Task prompt:
Up to and including the line that contains "Please locate the printed", repeat the entries below exactly from the first line on. Do not carry over any pictures.

(Referring expression data)
-=-=-

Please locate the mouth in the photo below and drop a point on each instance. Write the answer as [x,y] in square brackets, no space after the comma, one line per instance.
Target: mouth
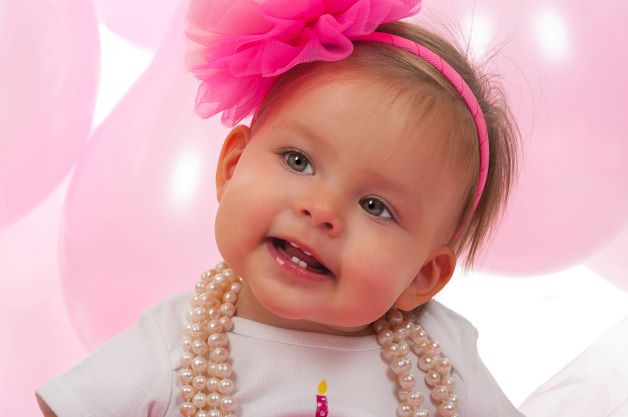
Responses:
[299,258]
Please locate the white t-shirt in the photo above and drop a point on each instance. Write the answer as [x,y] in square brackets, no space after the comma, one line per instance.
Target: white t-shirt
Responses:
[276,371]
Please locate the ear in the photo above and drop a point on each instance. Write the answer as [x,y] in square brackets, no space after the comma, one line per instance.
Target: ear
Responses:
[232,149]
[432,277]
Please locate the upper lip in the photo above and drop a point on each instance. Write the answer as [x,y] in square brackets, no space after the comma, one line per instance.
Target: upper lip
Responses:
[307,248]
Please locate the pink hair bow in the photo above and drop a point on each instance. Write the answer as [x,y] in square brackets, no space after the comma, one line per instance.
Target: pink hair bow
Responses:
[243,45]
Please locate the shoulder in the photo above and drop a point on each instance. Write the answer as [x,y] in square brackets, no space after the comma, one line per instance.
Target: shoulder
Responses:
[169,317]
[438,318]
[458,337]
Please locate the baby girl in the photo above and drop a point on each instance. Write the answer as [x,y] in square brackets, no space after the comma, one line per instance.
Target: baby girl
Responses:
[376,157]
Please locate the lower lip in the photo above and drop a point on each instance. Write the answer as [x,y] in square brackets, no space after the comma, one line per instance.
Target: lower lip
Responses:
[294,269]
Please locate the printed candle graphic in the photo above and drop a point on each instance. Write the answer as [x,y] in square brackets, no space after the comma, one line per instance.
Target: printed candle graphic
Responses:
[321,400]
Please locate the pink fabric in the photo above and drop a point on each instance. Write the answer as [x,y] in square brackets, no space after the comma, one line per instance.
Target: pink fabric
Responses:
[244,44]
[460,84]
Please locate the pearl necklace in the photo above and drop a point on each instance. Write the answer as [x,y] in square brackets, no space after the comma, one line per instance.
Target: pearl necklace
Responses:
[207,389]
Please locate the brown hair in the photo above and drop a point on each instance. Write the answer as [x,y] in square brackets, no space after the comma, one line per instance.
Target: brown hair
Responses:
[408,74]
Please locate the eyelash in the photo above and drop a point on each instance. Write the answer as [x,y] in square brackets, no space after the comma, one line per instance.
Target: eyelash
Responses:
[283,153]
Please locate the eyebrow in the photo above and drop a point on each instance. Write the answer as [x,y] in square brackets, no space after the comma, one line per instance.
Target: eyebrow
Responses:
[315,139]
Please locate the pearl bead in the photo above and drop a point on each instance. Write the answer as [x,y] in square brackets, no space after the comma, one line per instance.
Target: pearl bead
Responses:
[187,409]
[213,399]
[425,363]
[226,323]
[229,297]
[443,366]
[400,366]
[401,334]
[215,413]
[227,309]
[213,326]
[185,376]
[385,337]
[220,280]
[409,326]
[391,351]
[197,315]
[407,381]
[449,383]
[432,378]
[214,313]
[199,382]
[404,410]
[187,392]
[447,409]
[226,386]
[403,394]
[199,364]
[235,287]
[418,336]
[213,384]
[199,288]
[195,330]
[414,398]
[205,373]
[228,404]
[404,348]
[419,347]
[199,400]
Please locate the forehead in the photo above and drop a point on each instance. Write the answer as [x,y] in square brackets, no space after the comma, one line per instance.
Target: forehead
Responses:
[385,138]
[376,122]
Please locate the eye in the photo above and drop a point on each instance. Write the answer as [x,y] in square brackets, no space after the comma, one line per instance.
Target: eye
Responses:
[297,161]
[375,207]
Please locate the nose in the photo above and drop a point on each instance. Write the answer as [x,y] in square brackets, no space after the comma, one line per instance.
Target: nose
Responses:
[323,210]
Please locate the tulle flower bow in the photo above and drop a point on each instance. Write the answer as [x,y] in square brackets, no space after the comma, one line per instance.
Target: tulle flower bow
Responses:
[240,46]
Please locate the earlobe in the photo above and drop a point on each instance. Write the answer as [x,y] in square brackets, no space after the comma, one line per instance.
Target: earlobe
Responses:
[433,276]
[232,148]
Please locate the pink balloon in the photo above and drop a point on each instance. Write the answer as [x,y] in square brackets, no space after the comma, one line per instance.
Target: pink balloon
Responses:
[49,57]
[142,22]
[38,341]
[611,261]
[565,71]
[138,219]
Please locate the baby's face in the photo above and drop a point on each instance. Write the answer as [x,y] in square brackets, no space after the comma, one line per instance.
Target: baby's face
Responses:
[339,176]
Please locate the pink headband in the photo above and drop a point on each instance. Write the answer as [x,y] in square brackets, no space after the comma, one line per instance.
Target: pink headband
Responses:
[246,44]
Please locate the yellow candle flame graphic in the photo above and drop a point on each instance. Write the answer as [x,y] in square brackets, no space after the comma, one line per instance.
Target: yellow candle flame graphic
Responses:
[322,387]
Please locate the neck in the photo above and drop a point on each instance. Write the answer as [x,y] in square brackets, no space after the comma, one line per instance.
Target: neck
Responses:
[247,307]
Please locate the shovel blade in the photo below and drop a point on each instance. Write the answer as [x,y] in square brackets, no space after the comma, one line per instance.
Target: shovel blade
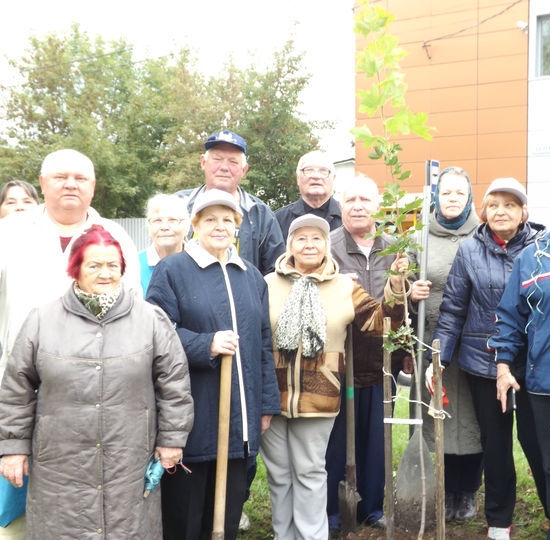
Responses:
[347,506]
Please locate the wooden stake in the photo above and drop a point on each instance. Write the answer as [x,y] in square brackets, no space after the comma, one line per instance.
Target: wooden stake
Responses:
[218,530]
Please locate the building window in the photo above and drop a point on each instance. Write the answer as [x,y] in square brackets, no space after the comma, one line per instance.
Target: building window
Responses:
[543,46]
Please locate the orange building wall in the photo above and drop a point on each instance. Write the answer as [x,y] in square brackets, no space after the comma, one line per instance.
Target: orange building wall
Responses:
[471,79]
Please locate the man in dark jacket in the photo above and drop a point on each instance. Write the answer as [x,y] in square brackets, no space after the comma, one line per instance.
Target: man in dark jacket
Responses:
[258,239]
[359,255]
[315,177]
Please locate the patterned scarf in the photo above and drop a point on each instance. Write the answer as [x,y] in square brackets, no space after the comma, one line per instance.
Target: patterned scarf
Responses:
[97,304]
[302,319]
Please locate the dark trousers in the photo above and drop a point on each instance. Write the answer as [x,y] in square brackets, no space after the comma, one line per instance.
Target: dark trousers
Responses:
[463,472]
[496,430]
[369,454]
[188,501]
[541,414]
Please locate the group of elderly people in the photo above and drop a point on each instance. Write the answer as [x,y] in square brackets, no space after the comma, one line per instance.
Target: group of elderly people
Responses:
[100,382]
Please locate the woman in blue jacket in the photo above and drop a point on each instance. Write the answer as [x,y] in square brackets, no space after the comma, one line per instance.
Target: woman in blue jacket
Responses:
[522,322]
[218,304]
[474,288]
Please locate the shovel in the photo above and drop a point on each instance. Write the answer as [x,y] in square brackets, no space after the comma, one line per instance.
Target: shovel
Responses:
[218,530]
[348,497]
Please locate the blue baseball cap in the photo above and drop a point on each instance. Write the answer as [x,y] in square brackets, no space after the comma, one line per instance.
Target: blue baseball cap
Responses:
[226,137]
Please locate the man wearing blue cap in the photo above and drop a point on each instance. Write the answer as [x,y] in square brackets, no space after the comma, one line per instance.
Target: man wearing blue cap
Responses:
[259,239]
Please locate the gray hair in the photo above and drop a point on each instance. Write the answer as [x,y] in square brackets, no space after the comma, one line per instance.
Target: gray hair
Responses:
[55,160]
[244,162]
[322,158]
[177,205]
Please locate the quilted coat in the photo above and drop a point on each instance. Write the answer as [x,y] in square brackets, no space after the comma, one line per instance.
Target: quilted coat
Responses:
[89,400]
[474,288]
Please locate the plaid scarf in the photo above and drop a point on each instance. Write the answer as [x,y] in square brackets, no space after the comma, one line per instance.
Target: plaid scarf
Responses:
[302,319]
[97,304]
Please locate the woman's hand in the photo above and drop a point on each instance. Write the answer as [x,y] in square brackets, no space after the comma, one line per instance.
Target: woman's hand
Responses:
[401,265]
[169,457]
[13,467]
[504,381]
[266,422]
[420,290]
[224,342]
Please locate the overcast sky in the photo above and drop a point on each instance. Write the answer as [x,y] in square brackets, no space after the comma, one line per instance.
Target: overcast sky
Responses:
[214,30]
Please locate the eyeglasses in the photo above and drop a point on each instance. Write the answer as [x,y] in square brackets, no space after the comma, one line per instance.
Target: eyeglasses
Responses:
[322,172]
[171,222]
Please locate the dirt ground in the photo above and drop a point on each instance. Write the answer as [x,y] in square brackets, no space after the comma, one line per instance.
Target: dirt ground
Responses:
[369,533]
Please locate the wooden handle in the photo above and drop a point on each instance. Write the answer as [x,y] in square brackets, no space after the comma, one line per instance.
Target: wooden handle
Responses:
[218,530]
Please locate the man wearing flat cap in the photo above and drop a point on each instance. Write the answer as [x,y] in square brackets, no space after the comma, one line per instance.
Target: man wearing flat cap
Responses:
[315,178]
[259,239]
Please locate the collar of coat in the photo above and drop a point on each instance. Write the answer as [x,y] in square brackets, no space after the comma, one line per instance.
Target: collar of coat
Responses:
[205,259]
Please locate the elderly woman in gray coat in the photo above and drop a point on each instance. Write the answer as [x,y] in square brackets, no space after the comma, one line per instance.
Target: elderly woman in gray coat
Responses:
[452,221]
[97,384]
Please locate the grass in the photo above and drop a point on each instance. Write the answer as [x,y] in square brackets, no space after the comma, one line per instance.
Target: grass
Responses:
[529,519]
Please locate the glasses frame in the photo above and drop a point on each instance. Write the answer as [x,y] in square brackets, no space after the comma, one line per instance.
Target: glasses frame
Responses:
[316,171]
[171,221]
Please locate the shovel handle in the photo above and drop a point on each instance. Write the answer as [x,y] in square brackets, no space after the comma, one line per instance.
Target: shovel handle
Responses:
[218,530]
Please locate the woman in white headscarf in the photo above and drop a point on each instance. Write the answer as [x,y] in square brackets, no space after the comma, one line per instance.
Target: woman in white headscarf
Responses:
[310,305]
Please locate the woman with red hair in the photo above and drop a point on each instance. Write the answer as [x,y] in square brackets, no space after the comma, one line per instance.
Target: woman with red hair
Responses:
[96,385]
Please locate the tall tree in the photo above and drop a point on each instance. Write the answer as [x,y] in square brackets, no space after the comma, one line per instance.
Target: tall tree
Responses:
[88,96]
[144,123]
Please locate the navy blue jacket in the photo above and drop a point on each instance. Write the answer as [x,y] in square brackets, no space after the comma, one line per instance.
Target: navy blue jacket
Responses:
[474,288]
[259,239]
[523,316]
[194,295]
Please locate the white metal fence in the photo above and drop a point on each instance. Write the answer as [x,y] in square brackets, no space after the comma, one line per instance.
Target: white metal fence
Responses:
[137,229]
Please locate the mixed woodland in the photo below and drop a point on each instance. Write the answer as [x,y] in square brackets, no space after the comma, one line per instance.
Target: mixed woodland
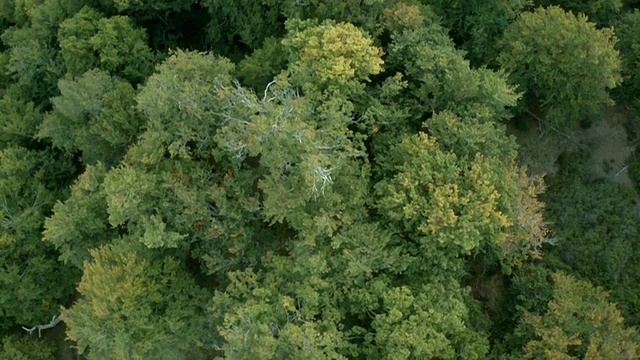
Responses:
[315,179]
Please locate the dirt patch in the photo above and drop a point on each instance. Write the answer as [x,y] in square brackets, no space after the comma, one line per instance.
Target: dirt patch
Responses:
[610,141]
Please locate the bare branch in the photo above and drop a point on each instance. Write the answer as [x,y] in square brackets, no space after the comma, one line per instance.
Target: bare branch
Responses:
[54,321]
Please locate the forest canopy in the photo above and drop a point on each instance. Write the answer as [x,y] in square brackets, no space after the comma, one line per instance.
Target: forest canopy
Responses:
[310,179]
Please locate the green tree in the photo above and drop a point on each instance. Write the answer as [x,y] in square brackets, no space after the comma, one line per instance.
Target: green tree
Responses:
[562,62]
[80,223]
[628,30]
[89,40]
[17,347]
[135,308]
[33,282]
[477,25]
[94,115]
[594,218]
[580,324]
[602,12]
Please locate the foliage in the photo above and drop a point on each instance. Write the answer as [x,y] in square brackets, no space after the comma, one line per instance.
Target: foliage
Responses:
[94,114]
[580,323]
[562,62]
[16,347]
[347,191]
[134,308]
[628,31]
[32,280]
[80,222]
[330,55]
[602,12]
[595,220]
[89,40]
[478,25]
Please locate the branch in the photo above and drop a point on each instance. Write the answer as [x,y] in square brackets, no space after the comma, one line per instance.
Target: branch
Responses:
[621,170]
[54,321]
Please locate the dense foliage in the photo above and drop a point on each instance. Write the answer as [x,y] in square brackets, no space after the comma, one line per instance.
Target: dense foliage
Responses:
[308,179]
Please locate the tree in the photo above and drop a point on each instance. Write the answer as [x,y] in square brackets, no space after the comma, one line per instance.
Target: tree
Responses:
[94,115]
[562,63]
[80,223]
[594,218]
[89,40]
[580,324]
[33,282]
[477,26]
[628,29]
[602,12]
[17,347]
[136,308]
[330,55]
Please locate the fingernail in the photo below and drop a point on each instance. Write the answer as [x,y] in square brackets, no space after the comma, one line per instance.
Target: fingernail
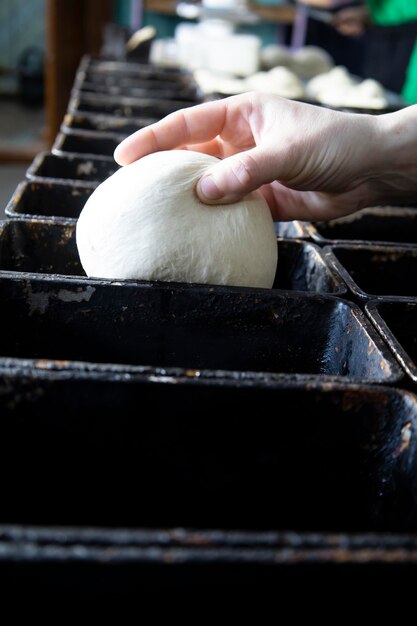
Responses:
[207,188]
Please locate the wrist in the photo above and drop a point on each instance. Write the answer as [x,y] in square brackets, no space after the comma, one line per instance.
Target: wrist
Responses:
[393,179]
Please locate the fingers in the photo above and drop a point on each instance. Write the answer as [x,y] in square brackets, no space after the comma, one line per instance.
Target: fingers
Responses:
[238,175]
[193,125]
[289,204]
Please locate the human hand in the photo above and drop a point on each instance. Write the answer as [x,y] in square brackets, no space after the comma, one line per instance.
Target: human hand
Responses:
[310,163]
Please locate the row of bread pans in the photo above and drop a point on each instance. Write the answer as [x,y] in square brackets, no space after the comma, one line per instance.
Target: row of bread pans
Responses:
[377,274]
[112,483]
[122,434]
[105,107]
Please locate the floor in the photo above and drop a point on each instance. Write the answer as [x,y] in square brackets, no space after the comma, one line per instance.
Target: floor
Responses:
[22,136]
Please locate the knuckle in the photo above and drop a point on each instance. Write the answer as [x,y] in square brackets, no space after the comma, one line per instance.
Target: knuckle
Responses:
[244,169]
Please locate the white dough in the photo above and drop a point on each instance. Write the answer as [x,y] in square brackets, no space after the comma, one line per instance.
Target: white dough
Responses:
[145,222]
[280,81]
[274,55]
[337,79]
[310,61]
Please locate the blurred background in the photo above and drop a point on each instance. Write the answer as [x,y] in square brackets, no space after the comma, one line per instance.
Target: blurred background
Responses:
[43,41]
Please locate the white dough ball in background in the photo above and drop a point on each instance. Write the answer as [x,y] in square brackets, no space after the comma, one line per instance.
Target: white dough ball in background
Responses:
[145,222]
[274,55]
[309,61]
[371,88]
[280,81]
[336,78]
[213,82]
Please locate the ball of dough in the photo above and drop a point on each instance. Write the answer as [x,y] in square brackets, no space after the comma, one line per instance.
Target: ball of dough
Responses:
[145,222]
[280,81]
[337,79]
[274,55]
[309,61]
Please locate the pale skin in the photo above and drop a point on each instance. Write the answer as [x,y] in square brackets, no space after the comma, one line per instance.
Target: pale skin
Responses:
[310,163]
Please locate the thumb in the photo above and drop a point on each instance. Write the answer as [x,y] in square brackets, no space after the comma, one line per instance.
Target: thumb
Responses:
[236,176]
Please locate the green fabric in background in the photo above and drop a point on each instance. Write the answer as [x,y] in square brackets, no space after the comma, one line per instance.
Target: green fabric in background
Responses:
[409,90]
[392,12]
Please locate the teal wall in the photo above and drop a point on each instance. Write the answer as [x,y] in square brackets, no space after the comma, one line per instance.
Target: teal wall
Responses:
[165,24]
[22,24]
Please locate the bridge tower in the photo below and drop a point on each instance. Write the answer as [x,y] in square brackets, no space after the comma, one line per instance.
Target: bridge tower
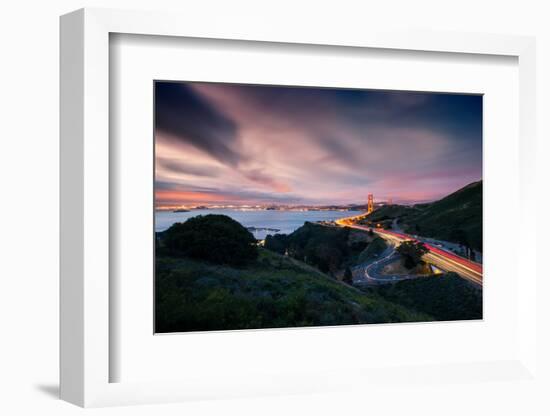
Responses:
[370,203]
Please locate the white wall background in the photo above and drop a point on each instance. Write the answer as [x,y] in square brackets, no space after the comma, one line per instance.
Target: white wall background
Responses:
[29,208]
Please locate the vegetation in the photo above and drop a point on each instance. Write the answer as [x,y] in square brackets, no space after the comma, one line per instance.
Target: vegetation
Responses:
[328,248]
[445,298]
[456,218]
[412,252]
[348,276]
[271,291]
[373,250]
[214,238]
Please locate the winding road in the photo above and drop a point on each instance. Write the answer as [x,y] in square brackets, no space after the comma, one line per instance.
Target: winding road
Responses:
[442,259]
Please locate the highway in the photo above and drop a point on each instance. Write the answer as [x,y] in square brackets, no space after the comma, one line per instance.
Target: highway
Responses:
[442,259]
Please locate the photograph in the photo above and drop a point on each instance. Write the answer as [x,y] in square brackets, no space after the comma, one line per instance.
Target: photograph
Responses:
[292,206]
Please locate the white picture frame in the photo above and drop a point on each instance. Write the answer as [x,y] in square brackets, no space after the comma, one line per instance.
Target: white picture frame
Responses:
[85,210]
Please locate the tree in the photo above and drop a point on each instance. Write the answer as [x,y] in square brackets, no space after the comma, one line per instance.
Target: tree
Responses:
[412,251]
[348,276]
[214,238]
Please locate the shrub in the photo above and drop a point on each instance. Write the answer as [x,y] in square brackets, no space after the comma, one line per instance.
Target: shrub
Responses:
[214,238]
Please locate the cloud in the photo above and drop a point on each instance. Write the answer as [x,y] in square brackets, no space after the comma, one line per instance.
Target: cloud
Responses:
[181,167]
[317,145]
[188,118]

-=-=-

Answer to this exercise:
Please locate the mouth in the photo below and drop a point on each instance. Write the answer as [x,y] in square brackets, no space after the comma, one line per instance.
Target: mouth
Responses:
[299,258]
Please locate the white t-shirt in the photo above and drop a point on each instance. Write the answer as [x,y] in square brackets, no space after the comma, one line per instance.
Target: white t-shirt
Responses:
[276,371]
Please locate the ear in the photo above and drop a point on each instance. Write the answer as [x,y] in square brackets, no space after the comma, one line per instance.
Target: ear
Responses:
[232,149]
[432,277]
Please locate the upper lip in the photo above and drop a point on each instance. Write the answer as [x,y] in square brackets, no space after the comma, one line per instance.
Target: upper lip
Responses:
[307,248]
Please locate the pink hair bow in the photo above and drop a point on each instance. Write the answer as [x,y] in square brackets, no space after the comma, one line per instance.
Target: pink hair bow
Responses:
[243,45]
Please locate the shoulder in the photo above and drop a point on each instance. Write the answer as [x,y] in square brackets, no space after the comma, one line per instance.
Target: shoulder
Responses:
[169,317]
[438,318]
[458,337]
Please locate the baby girl in the photo above and drop a point on each instance. Write the answer as [x,y] in square brackets, no space after the comma, one line per instance.
Target: baby girl
Responses:
[376,157]
Please locate the lower lip in the photo above and drop a point on each instance. Write the answer as [x,y] in square brackets, no space after the comma, one line per instance.
Target: lower lip
Responses:
[294,269]
Please locate the printed candle graphic in the photo above and drop a point on each instance. Write the answer as [x,y] in square brackets, no space after the comma, one line per instance.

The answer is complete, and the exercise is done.